▶ [GIVEN PROBLEM]:
Offset every box coordinate in the answers by 91, and rewrite the part of the material that opens with the line containing "Labeling guidelines — the class of interest is wooden" and closes with the line containing "[91,200,224,260]". Reproduce every line of that part, including the labeling requests, and change only the coordinate values.

═══ RECORDS PROVIDED ═══

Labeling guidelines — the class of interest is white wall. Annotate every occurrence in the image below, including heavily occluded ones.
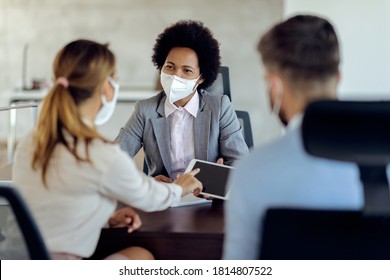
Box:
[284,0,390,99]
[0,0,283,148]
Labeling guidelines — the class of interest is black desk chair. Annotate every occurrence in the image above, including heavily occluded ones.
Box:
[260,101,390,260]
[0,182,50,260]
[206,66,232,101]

═══
═══ RECORDS PROVIDED ═══

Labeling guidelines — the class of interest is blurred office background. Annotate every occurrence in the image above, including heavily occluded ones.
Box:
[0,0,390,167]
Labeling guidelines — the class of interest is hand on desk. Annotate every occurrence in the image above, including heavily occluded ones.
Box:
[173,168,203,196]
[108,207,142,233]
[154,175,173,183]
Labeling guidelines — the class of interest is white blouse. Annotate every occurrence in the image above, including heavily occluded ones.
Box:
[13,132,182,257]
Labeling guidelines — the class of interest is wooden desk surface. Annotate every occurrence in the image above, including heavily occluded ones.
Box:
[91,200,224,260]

═══

▶ [SOLUTION TO THIS TASK]:
Labeling guidelines — the class of interest is wooden desk surface. Annotate every occurrence in the image above, including heavily occluded ones.
Box:
[182,291,315,351]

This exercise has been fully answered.